* EXTRAIT DU TEXTE *
+-------+
Le thème de la rivalité entre la femme âgée et une plus jeune qui entre dans la maison est abordé avec profondeur. Par exemple, un poème évoque la dignité d’une femme mûre — désignée comme une « feuille sèche » — qui oppose le rythme de sa marche à celui de la « feuille verte »…

Dimension politique

Les chants de la mouture sont les points d’entrée d’une réflexion collective des femmes sur leur condition subalterne. Les animatrices de GDS les ont donc intégrés à leur action militante. On les voit ici en train de chanter en reproduisant les gestes de la mouture dans une pièce de théâtre devant un arrêt de bus.

En se libérant du fatalisme — la croyance que toute destinée serait tracée à l’encre indélébile — les opprimés « entrent en politique »… Pour cela, il faut agir en groupe. Cette démarche coopérative d’émancipation, promue par le Collectif des Pauvres de la Montagne, n’est ni gandhienne ni marxiste. C’était celle du leader charismatique Bhimrao Ramji Ambedkar (1891-1956), issu de la communauté intouchable des Mahar et promu par de généreux donateurs qui lui ont ouvert l’accès à une formation académique de haut niveau. Il a obtenu un doctorat d’économie à la Columbia University aux États-Unis. Il a ensuite rejoint la London School of Economics pour devenir avocat.
+-------+
* DONNÉES ENREGISTRÉES *
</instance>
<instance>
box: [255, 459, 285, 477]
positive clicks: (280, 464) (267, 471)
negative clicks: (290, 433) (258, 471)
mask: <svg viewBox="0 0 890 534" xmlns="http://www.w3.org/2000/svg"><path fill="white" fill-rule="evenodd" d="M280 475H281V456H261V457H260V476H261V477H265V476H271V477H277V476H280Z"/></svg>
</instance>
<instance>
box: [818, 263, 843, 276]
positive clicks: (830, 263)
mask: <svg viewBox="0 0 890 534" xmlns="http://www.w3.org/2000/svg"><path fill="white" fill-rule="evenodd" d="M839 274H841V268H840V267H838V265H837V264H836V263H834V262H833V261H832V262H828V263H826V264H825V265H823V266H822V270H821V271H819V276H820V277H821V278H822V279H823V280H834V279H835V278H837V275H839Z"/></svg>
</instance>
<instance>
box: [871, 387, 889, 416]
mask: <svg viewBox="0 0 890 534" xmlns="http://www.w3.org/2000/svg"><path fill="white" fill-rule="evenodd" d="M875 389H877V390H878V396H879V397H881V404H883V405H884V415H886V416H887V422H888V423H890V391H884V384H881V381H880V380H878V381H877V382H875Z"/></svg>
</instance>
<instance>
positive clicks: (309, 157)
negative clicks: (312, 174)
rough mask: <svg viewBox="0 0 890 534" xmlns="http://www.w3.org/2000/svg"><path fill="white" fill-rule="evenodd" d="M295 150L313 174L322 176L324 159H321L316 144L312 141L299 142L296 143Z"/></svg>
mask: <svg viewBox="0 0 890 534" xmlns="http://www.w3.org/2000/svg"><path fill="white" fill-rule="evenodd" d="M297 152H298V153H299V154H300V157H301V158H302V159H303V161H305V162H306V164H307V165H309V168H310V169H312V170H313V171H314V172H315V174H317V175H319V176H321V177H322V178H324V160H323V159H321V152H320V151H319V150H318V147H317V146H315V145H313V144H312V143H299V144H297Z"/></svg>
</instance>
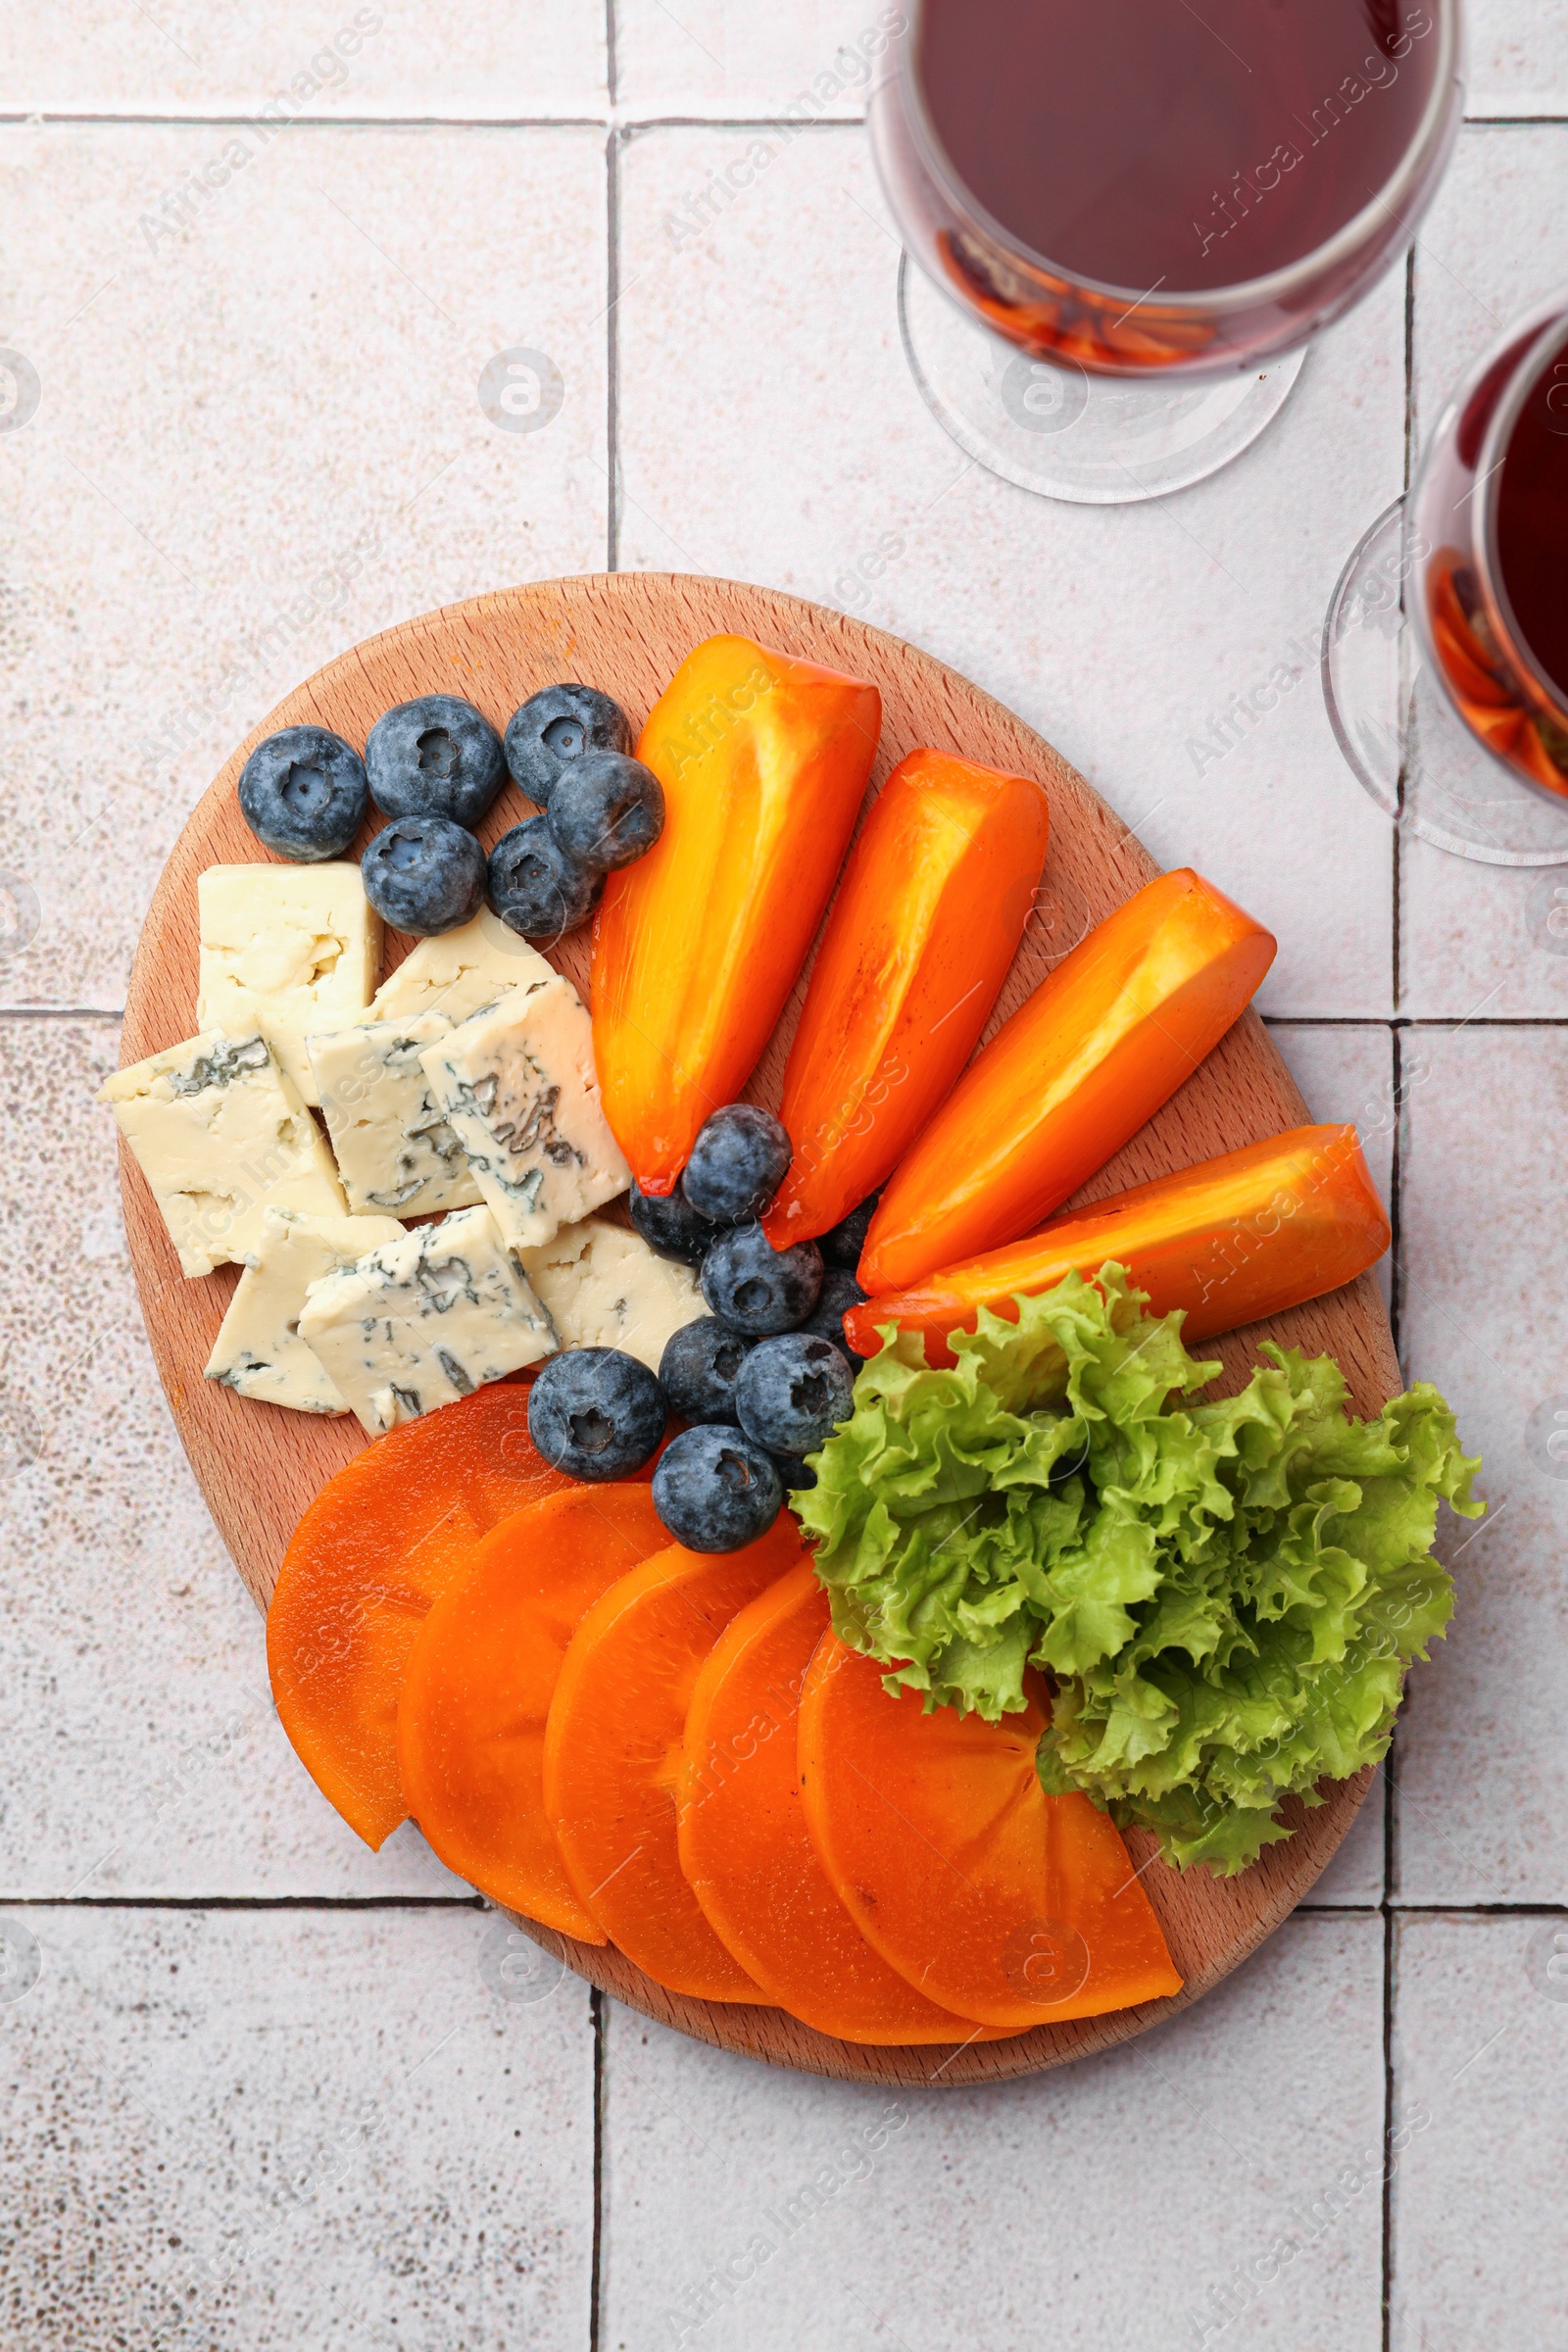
+-------+
* CONSIGNES À TRAITER *
**a.** Mettez à jour le passage du texte sur les chants de la mouture, de « Dimension politique » à « arrêt de bus. », en remplaçant « animatrices » par « militantes ».
**b.** D'après le texte sur les chants de la mouture, dans quelle université Ambedkar a-t-il obtenu son doctorat d'économie ?
**c.** Poursuivez le texte sur les chants de la mouture à partir de l'endroit où il s'arrête.
Les enregistrements proviennent d'une autre source.

* RÉPONSES PAR CONSIGNE *
**a.**
Dimension politique

Les chants de la mouture sont les points d’entrée d’une réflexion collective des femmes sur leur condition subalterne. Les militantes de GDS les ont donc intégrés à leur action militante. On les voit ici en train de chanter en reproduisant les gestes de la mouture dans une pièce de théâtre devant un arrêt de bus.

**b.** À la Columbia University, aux États-Unis.

**c.**
Nommé ministre de la Justice au moment de l’indépendance de l’Inde, Bhīm Ambedkar portait, selon les mots de chanteuses Mahar, « des souliers rouges et des chaussettes ». À la pochette de son veston, un « stylo en or ». Il s’en est servi pour rédiger la Constitution de l’Inde mais il a aussi utilisé « un fusil en or avec une gâchette d’argent » pour « tuer Gandhi dans un éclat de rire »… Ambedkar et Gandhi avaient en effet des visions radicalement opposées de ce que serait la libération des intouchables en Inde. Exposé dans sa jeunesse aux stigmates de l’intouchabilité, Ambedkar luttait pour l’abolition du système de castes. Gandhi, par contre, issu d’une haute caste et soucieux de l’appui de Brahmanes progressistes dans son combat pour l’indépendance, voulait préserver le système des castes tout en délégitimisant l’intouchabilité, ce qui se limitait pour lui à permettre l’accès aux lieux de culte de toute personne quelle que soit son origine.

Les femmes Mahar chantent Ambedkar en construisant leur propre mémoire — celle de la communauté des dalit (« opprimés ») néobouddhistes — à travers une réappropriation, une sublimation, parfois jusqu’à la falsification de faits historiques marquants.

Lire à ce sujet le dernier ouvrage de Guy Poitevin :
Ambedkar ! Des intouchables chantent leur libérateur (Karthala, 2009)

Ramābāī, la première épouse d’Ambedkar, issue comme lui de la communauté Mahar, est un personnage emblématique de cette célébration. C’est elle qui lui a donné l’inspiration et la force de vaincre ses ennemis.

Une apparition de Ramābāī — femme de basse caste, elle se tient debout aux côtés de Bhīm (Ambedkar) — exerce un effet magnétique sur les spectatrices. Vite, préparer des galettes sucrées !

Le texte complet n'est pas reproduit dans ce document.